EXERCISE DIRECTIONS: Please copy the entries below word for word.

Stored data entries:
━━━━━━━━━━━━━━━━

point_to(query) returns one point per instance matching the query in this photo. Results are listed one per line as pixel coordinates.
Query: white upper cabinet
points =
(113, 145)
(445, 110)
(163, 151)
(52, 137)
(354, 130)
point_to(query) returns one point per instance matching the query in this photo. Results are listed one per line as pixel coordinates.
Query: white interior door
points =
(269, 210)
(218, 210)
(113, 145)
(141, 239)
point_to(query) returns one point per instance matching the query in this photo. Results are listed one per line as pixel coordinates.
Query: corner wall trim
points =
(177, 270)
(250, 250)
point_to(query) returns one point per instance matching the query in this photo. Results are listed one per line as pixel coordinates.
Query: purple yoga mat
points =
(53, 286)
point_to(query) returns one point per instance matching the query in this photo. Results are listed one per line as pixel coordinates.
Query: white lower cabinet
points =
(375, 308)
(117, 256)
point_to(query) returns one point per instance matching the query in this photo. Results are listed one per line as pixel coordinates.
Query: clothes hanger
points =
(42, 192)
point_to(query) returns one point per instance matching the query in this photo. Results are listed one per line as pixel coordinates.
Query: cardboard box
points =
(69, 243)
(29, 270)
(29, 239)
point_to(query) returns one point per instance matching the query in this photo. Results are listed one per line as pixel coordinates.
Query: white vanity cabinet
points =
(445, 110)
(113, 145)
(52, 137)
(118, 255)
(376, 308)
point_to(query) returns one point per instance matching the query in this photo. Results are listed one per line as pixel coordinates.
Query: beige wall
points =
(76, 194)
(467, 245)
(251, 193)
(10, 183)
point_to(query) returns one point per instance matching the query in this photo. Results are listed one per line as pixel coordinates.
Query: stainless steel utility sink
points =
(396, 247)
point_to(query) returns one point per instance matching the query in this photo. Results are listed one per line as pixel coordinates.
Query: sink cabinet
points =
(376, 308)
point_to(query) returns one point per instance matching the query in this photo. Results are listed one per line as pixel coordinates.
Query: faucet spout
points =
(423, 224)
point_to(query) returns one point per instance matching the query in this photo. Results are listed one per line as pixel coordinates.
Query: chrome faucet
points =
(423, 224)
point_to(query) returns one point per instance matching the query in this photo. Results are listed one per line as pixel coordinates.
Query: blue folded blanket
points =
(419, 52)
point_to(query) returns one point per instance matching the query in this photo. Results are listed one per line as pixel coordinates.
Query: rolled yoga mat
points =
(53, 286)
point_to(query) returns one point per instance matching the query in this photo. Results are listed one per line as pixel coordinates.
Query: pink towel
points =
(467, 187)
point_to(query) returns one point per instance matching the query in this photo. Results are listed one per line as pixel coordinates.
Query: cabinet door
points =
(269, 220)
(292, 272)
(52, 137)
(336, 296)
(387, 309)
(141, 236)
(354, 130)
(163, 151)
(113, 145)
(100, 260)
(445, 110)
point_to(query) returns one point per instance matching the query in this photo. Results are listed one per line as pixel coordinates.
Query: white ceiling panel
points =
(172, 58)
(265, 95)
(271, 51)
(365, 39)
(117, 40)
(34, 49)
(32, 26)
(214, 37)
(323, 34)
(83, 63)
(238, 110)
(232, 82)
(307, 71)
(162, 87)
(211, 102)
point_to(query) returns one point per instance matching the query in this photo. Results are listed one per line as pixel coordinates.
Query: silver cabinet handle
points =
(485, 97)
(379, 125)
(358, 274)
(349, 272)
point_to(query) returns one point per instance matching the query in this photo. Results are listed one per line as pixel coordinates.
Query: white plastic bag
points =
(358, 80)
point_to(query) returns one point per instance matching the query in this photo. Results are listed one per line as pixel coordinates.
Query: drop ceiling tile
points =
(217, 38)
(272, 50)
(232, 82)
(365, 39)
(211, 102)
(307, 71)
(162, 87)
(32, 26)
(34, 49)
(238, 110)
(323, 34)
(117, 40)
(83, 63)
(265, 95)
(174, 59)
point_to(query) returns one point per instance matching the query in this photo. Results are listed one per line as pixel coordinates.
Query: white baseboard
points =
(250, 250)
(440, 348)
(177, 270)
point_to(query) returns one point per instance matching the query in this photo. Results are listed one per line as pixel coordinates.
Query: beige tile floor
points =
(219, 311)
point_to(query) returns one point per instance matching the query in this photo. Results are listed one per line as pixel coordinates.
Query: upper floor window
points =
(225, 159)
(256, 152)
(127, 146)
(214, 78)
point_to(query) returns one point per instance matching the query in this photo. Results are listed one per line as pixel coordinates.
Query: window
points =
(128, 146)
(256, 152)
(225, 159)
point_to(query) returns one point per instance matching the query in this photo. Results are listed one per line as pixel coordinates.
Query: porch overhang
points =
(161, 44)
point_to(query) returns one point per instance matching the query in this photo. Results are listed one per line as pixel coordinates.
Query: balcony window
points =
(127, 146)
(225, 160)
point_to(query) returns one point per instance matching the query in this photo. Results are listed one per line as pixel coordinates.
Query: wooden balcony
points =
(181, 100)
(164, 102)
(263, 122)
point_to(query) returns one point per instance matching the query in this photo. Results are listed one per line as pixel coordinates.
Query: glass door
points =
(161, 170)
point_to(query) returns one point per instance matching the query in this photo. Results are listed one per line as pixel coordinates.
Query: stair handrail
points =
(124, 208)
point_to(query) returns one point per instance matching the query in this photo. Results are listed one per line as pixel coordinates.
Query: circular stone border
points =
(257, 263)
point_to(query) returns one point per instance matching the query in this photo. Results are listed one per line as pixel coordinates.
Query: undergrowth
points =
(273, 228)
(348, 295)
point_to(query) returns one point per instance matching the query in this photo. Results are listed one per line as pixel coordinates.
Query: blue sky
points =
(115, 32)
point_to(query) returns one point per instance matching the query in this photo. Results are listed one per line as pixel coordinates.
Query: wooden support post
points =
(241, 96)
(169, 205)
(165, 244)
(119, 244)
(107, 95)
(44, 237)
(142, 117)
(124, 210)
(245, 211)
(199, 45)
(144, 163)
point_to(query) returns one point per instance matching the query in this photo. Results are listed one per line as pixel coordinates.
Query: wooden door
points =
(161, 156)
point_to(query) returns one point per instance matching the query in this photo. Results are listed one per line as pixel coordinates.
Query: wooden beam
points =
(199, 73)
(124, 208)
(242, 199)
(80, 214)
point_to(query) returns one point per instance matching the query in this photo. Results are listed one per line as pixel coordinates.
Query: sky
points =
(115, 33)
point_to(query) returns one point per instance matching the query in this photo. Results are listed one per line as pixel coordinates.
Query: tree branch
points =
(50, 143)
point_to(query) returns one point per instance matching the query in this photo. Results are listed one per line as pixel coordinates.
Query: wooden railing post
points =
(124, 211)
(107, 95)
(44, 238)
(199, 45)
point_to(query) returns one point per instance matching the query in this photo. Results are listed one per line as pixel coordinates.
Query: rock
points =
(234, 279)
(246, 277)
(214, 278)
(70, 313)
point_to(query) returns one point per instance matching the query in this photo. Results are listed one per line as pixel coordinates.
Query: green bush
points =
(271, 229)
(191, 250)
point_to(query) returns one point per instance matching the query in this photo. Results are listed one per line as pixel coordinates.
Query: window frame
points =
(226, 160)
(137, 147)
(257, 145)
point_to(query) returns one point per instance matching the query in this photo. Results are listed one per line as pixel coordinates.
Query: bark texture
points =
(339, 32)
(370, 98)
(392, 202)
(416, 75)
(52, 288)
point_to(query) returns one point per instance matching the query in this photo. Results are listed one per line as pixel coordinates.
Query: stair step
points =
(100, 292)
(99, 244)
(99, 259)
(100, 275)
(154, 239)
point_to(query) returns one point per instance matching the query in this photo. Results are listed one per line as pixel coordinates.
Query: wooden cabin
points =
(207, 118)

━━━━━━━━━━━━━━━━

ANSWER AREA:
point_to(query) returns one point per instance matching the query in this photo. Results are listed one per line as pixel coordinates.
Query: white upper cabinet
points =
(113, 145)
(445, 110)
(163, 151)
(52, 137)
(354, 130)
point_to(query) returns one point per instance matching the query in this photo. Results are listed one per line as pixel coordinates.
Query: white interior door
points =
(269, 210)
(218, 210)
(113, 145)
(141, 239)
point_to(query) returns one point per instance matching the query in this photo. Results are listed one per line as pixel coordinates.
Query: corner wall trim
points =
(177, 270)
(250, 250)
point_to(query) returns one point per instance matching the query in this photo. Results are listed one per line as pixel coordinates.
Query: purple yoga mat
points =
(53, 286)
point_to(query) returns one point per instance matching the query in this photo. Results are listed one per line as pixel coordinates.
Query: white lower cabinet
points =
(375, 308)
(117, 256)
point_to(query) returns one point per instance matching the query in this photo. Results are listed one per line as pixel coordinates.
Query: clothes hanger
points =
(42, 192)
point_to(query) returns one point per instance matching the query in this photo. Results are listed one per line as pixel coordinates.
Query: cardboard box
points =
(69, 243)
(29, 270)
(29, 239)
point_to(query) returns one point per instance matching the query in this photo. Results are listed one per line as pixel coordinates.
Query: white vanity cabinet
points =
(445, 110)
(113, 145)
(52, 137)
(118, 255)
(376, 308)
point_to(query) returns one point per instance matching the query in this photo. Results are listed one per line as pixel coordinates.
Query: beige wall
points =
(76, 194)
(467, 245)
(251, 193)
(10, 183)
point_to(query) returns one point per instance matching the query in this photo. Results are listed one per line as pixel coordinates.
Query: stainless steel utility sink
points =
(396, 247)
point_to(query) returns one point per instance matching the query in this photo. Results are listed one per line as pixel coordinates.
Query: sink cabinet
points =
(376, 308)
point_to(query) returns one point per instance matching the query in this photo. Results are listed one per line as pixel coordinates.
Query: faucet spout
points =
(423, 224)
point_to(query) returns one point per instance matching the query in this photo. Results are listed one per line as pixel coordinates.
Query: chrome faucet
points =
(423, 224)
point_to(query) returns one point per instance matching the query in this photo. Results are listed one per line as pixel coordinates.
Query: blue folded blanket
points =
(419, 52)
point_to(query) returns one point per instance matching the query in this photo. Results are listed one per line as pixel coordinates.
Query: rolled yoga mat
points =
(53, 286)
point_to(query) returns one point per instance matching the query in this photo. Results are listed one per line as pixel coordinates.
Query: pink towel
points =
(467, 187)
point_to(query) returns one point per instance matching the query in this photo. Results are listed one per line as pixel coordinates.
Query: cabinet door
points =
(269, 220)
(292, 272)
(52, 137)
(336, 296)
(387, 309)
(141, 236)
(354, 130)
(163, 151)
(113, 145)
(100, 260)
(445, 110)
point_to(query) returns one point per instance matching the query in this photo. Results are listed one per line as pixel coordinates.
Query: white ceiling panel
points =
(172, 58)
(265, 95)
(271, 51)
(365, 39)
(117, 40)
(34, 49)
(32, 26)
(214, 37)
(323, 34)
(83, 63)
(238, 110)
(232, 82)
(307, 71)
(162, 87)
(211, 102)
point_to(query) returns one point per instance matching the query in this photo. Results are listed one per line as pixel coordinates.
Query: silver cabinet handle
points =
(485, 97)
(379, 125)
(358, 274)
(349, 272)
point_to(query) returns one point per instance matching the query in this photo. Results are listed one per line as pixel coordinates.
Query: white plastic bag
points =
(358, 80)
point_to(query) returns one point per instance matching the query in this photo. Results are listed one per line as pixel coordinates.
Query: drop ceiling tile
points =
(217, 38)
(272, 50)
(232, 82)
(365, 39)
(211, 102)
(307, 71)
(162, 87)
(32, 26)
(34, 49)
(238, 110)
(323, 34)
(117, 40)
(83, 63)
(265, 95)
(174, 59)
point_to(query) returns one point per instance matching the query in this photo. Results are listed one per line as pixel coordinates.
Query: white baseboard
points =
(250, 250)
(440, 348)
(177, 270)
point_to(query) returns one point per instance matching the query in this photo. Results are listed one per line as pixel coordinates.
Query: beige tile floor
points =
(219, 311)
point_to(query) returns one point per instance matching the query in this photo. Results are listed one per line as pixel coordinates.
Query: upper floor window
points =
(225, 159)
(256, 152)
(127, 146)
(214, 78)
point_to(query) returns one point per instance matching the query in this photo. Results are listed one per line as pixel coordinates.
Query: window
points =
(128, 146)
(256, 152)
(225, 159)
point_to(query) returns one point per instance matching the query in this photo. Results are listed one per line as pixel coordinates.
Query: porch overhang
points =
(161, 44)
point_to(query) returns one point per instance matching the query in this photo. Results are listed one per line as pixel coordinates.
Query: balcony window
points =
(127, 146)
(225, 160)
point_to(query) returns one point per instance matching the query in this photo. Results are listed one per line as pixel coordinates.
Query: wooden balcony
points =
(181, 100)
(164, 102)
(263, 122)
point_to(query) returns one point per instance matching the query in this photo. Results are listed one per line as pixel coordinates.
Query: glass door
points =
(161, 170)
point_to(query) returns one point per instance matching the query in this photo. Results are listed one per line as pixel coordinates.
Query: stair handrail
points =
(124, 208)
point_to(query) returns one point per instance matching the query in this photo. Results are listed one per line as pixel coordinates.
Query: circular stone border
points =
(257, 263)
point_to(query) returns one point per instance matching the query in this photo. Results are listed one per line as pixel coordinates.
Query: undergrowth
points =
(273, 228)
(348, 295)
point_to(query) returns one point per instance matching the query in this photo. Results are listed one per line as pixel coordinates.
Query: blue sky
points =
(115, 32)
point_to(query) returns one point per instance matching the query in this photo. Results are listed one per line as pixel coordinates.
Query: wooden support post
points =
(241, 96)
(169, 205)
(165, 244)
(119, 244)
(107, 95)
(44, 237)
(142, 117)
(124, 210)
(245, 211)
(199, 45)
(144, 163)
point_to(query) returns one point per instance matching the query in this photo. Results are listed one per line as pixel coordinates.
Query: wooden door
points =
(161, 156)
point_to(query) returns one point per instance matching the query in this photo. Results are listed one per line as pixel coordinates.
Query: wooden beam
points =
(199, 73)
(124, 208)
(242, 199)
(80, 214)
point_to(query) returns one point per instance matching the query in this photo. Results are listed one per line as pixel coordinates.
Query: sky
points =
(115, 33)
point_to(query) returns one point per instance matching the query in this photo. Results are listed one per line as pixel coordinates.
Query: tree branch
points =
(50, 143)
point_to(query) returns one point per instance matching the query in this photo. Results are listed one per line as pixel coordinates.
Query: wooden railing post
points =
(124, 211)
(107, 95)
(44, 238)
(199, 45)
point_to(query) returns one point per instance matching the query in this photo. Results are listed one per line as pixel coordinates.
Query: rock
points =
(234, 279)
(246, 277)
(214, 278)
(70, 313)
point_to(query) returns one point per instance matching the query in this photo. Results are listed one per line as pixel coordinates.
Query: green bush
points =
(271, 229)
(191, 250)
point_to(query) returns one point per instance matching the query in this photo. Results are listed one per line as pixel coordinates.
Query: window frame
points =
(226, 160)
(137, 147)
(257, 145)
point_to(query) returns one point per instance matching the query in this photo. Results are listed one per line as pixel coordinates.
Query: bark texture
points =
(339, 32)
(370, 98)
(392, 202)
(416, 75)
(52, 288)
point_to(query) returns one point per instance matching the query in this photo. Results are listed one per line as pixel coordinates.
Query: stair step
points =
(100, 292)
(99, 244)
(99, 259)
(100, 275)
(154, 239)
point_to(query) returns one point per instance matching the query in this photo. Results are listed one per line as pixel coordinates.
Query: wooden cabin
points =
(207, 118)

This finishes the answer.